本発明は、携帯電話やスマートフォン、PDA(Personal Digital Assistant)などの携帯端末装置の表示画面の保護に用いられる携帯機器用カバーガラスや、ポインティングデバイス等のセンサ用カバーガラスを含む電子機器用カバーガラスの製造方法および電子機器用カバーガラスのガラス基板保持具に関する。
携帯電話やスマートフォン、PDAなどの携帯端末装置では、液晶などの表示装置を保護するために、表示装置の外側に透明な保護板が配置される。保護板としては、アクリルなどの樹脂が多く用いられているが、樹脂の保護板は撓み易いため、板厚を厚くしたり、表示装置との間隙を多く取ったりする必要がある。
そこで、携帯端末装置の表示装置の保護のためには、ガラス素材からなるカバーガラスを用いることが好ましい。ガラスは、硬度が高いために撓みが少なく、薄型化に寄与することができる。但し、ガラスは割れるという特性を有しているため、強度を向上させる必要がある。
特許文献1では、カバーガラスの外形を切り抜いた後に、切り抜いたガラス基板をイオン交換処理により化学強化することが提案されている。特許文献1によれば、化学強化して表面に圧縮応力が作用するイオン交換層を形成することで、破損し難い携帯端末用のカバーガラスを製造できるとしている。また、特許文献1には、化学強化のために、例えば、硝酸カリウムや硝酸ナトリウムなどの化学強化処理液を用いて、温度400℃〜550℃で処理を行うことが記載されている。
特開2007−99557号公報
最近になってカバーガラスの薄型化、大面積化が進んでおり、カバーガラスには従来に比べてはるかに厳しい平坦度が求められている。また、薄型化、大面積化に伴って強度向上も求められている。このような中で、強度を向上させるために化学強化したカバーガラスを大量に製造したところ、平坦度のばらつきが大きくなるという問題が発生した。
本発明は、上記の課題に鑑み、化学強化後のガラス基板の平坦度のばらつきを抑制できる電子機器用カバーガラスの製造方法および電子機器用カバーガラスのガラス基板保持具を提供することを目的としている。
+-------+
課題 1: 抜粋によると、特許文献1に記載の化学強化処理はどの温度範囲で行われるか。

提供資料:
+-------+
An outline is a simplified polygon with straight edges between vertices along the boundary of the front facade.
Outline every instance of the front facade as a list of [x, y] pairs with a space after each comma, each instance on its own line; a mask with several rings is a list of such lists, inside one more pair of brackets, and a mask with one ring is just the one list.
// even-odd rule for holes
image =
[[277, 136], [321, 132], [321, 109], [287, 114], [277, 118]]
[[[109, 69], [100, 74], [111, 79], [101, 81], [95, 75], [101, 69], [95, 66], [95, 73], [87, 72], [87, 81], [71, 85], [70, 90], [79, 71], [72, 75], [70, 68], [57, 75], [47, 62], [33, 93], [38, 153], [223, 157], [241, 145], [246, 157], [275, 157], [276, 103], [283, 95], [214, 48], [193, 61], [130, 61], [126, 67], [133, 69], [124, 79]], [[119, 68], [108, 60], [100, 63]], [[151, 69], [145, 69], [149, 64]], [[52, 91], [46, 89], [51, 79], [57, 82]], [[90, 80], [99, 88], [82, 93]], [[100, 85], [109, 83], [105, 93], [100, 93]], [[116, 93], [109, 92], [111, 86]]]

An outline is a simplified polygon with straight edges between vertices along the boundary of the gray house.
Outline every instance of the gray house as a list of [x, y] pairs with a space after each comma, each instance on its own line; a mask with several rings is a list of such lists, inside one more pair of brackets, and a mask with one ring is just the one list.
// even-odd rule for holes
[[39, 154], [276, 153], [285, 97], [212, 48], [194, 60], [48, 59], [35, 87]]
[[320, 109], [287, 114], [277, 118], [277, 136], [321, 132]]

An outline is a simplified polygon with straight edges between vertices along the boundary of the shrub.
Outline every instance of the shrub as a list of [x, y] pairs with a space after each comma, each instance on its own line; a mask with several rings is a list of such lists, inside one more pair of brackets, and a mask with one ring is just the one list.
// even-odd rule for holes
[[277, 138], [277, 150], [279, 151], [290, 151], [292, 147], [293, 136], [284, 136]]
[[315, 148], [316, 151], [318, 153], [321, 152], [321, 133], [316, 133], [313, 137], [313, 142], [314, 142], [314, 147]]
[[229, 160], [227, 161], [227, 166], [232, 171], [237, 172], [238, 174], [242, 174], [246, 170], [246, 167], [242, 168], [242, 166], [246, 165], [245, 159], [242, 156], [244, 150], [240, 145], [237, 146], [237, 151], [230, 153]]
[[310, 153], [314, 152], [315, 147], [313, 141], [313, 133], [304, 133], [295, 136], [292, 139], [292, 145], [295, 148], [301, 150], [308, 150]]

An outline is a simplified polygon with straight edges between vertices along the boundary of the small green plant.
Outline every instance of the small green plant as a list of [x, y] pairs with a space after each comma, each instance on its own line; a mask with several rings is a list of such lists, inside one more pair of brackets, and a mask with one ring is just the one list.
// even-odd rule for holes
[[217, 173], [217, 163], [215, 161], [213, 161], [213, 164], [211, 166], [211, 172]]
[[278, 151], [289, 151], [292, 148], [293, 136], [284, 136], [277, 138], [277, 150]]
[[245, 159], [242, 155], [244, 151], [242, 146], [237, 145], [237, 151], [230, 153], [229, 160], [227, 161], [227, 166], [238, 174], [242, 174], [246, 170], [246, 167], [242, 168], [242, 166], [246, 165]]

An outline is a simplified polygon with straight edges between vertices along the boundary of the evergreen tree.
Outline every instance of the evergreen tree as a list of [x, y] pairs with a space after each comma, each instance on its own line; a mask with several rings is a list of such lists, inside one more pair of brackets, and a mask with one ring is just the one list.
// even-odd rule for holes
+-------+
課題 2: 抜粋の後に並ぶ行の先頭の行から「[[320, 109], [287, 114], [277, 118], [277, 136], [321, 132]]」を含む行までを、両端の行も含めてそのまま引用すること。

解答 1: 温度400℃〜550℃で行われる。

解答 2:
An outline is a simplified polygon with straight edges between vertices along the boundary of the front facade.
Outline every instance of the front facade as a list of [x, y] pairs with a space after each comma, each instance on its own line; a mask with several rings is a list of such lists, inside one more pair of brackets, and a mask with one ring is just the one list.
// even-odd rule for holes
image =
[[277, 136], [321, 132], [321, 109], [287, 114], [277, 118]]
[[[109, 69], [100, 74], [111, 79], [101, 81], [95, 75], [101, 69], [95, 66], [95, 73], [87, 72], [87, 81], [71, 85], [70, 90], [79, 71], [72, 75], [70, 68], [57, 75], [47, 62], [33, 93], [38, 153], [223, 157], [241, 145], [246, 157], [275, 157], [276, 103], [283, 95], [214, 48], [193, 61], [130, 61], [126, 67], [133, 69], [124, 79]], [[119, 68], [108, 60], [100, 63]], [[151, 69], [145, 69], [149, 64]], [[52, 91], [46, 89], [51, 79], [57, 82]], [[90, 80], [99, 88], [82, 93]], [[100, 85], [109, 83], [105, 93], [100, 93]], [[116, 93], [109, 92], [111, 86]]]

An outline is a simplified polygon with straight edges between vertices along the boundary of the gray house.
Outline every instance of the gray house as a list of [x, y] pairs with a space after each comma, each instance on its own line; a mask with several rings is a list of such lists, inside one more pair of brackets, and a mask with one ring is just the one list.
// even-odd rule for holes
[[39, 154], [276, 153], [285, 97], [212, 48], [194, 60], [48, 59], [35, 87]]
[[320, 109], [287, 114], [277, 118], [277, 136], [321, 132]]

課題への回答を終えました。